▸ **Görev 1**: Türkiye ile Amerika ilişkilerini anlatan aşağıdaki metne göre Hamdullah Suphi Tanrıöver hangi ilin milletvekiliydi?

İçel milletvekili Hamdullah Suphi Tanrıöver TBMM'de kürsüye çıktı, Amerikan gemisi Missuri’nin Türkiye ziyaretinden sonra milletvekillerine hitap şöyle etti:

“Aziz arkadaşlarım, bir silah yardımı, onun nereden geldiğini gördük. Sonra bir şefkat yardımı, onun da en fazla nereden geldiğini gördük. Amerika bize yalnız bunu mu veriyor? Harbin silahlı kısmı bitti. Arzın üzerinde karanlıklar var, milletler hala yarına endişe ile bakıyor. Işık nereden geliyor? Bu ışığın bir membaı var. Yine Amerika. Ümit nereden geliyor? Amerika’dan.” *

Tabiî o öyle diyecek. Amerika o zamanlar devleti yönetenlerin baş eğdiği büyük güç!

Celal Bayar’ın, bu ülkeyi ziyareti, Türkiye basınında “Cumhurbaşkanımız Beyaz Saray’ın kutsal merdivenlerinde!” diye takdim edildi. Cumhuriyet Gazetesi kurucusu Nadir Nadi, -daha önce Baran’da da yer verdiğimiz gibi- dönemin ABD başkanına yazdığı mektupta onlara olan sadakatini ispat sadedinde, “Peygamber” sıfatını layık görmedi mi?

Olan olur ve Türkiye -bütün dünyada olduğu gibi- İngilizlerin yetki devri ile birlikte, Amerikalıların hegemonyasına girdi. Çünkü 2. Dünya Savaşı’nın galibi onlardı. Kore’de ödediğimiz büyük bedel neticesinde NATO şemsiyesi altına girdik. Sonra sınırlarımız, Rus emperyalizmine ve Kominizm tehlikesine karşı(!) “Amerikan güvencesi” altında!

Haliyle Amerika’nın bu iyiliğinin bir bedeli olmalı. O bedel her ne ise, hiç mi hiç bitmiyor! O zamandan bu zamana Amerikan üsleri yerli yerinde duruyor. Yersek onların stratejik ortağı ve müttefikiyiz. 

Bu müttefik Türkiye’de yapılan her darbenin baş sorumlusu. Darbeciler de “onların çocukları” 

Niçin?
ABD, Truman Doktrini ve ardından Marshall Plânı ile hurdaya çıkmış askeri malzemeleri, kredileri ile göz boyadı. Sık sık limanlarımızda boy gösteren donanması, köy muhtarlıklarından MİT’e, TBMM’ye kadar her yerde cirit atan binlerce “uzman”ı ve üsleriyle Türkiye’de kendine yer edindi ve böylece varlığını meşrulaştırdı.

▸ **Gösterilen kayıtlar**:
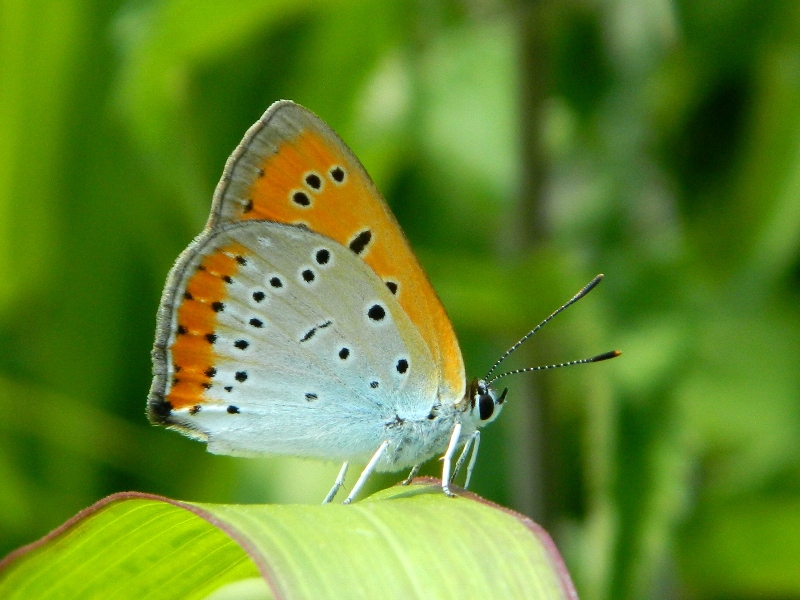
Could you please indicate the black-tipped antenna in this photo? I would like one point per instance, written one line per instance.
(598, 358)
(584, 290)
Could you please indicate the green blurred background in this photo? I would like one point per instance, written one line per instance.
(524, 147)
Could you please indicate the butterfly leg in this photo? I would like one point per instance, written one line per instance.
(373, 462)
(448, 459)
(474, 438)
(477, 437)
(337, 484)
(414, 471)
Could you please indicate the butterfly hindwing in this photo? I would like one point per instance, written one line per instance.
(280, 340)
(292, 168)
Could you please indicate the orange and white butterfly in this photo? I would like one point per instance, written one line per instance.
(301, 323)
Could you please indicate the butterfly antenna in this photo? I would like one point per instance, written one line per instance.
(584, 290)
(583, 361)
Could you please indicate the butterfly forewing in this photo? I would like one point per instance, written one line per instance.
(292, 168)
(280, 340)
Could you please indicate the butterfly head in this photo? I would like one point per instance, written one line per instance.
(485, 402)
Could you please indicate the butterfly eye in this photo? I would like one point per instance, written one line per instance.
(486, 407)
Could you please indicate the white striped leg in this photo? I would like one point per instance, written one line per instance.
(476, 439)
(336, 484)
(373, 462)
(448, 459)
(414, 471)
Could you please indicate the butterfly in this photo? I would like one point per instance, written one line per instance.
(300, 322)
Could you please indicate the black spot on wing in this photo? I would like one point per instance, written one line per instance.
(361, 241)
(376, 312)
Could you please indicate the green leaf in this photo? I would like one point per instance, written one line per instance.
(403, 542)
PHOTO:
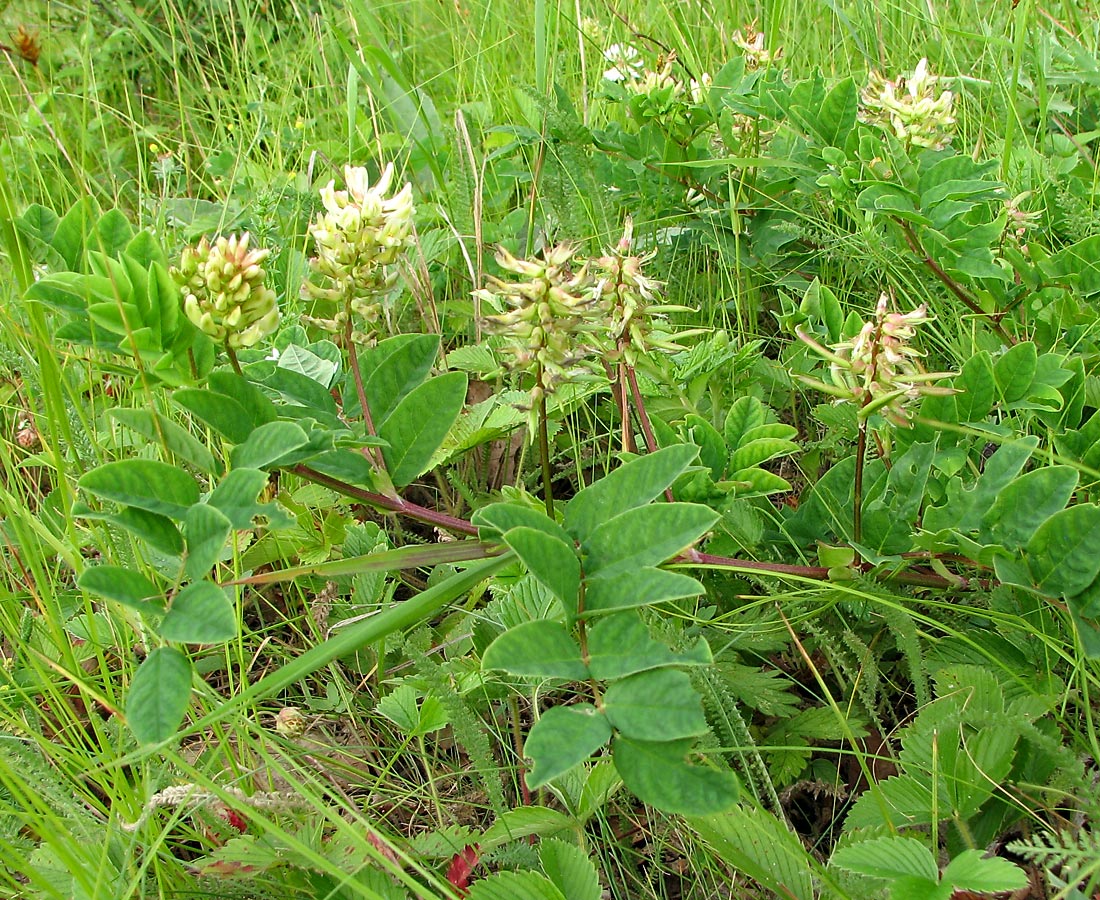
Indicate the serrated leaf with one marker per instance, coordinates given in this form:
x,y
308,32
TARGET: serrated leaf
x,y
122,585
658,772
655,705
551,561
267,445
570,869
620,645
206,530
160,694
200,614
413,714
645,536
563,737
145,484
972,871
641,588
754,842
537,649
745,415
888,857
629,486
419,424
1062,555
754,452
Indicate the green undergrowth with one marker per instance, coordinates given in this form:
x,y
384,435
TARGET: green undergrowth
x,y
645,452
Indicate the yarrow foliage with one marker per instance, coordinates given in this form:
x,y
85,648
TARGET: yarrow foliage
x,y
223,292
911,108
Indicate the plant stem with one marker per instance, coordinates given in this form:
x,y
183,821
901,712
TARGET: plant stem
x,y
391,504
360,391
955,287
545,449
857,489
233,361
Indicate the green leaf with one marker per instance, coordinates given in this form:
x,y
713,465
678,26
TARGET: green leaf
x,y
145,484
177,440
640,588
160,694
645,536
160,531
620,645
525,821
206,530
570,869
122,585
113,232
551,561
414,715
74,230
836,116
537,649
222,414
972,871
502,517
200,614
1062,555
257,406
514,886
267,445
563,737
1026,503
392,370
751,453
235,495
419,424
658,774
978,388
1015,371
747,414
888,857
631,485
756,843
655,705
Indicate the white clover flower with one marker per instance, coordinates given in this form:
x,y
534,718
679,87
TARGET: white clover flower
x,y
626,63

▸ **Görev 2**: Yukarıdaki kayıtlarda "serrated" kelimesinin geçtiği bütün satırları bulup aynen kopyalar mısınız? Büyük-küçük harf ayrımı dikkate alınmalıdır.

▸ **Alıştırma çıktısı 1**: İçel milletvekiliydi.

▸ **Alıştırma çıktısı 2**:
Indicate the serrated leaf with one marker per instance, coordinates given in this form:
TARGET: serrated leaf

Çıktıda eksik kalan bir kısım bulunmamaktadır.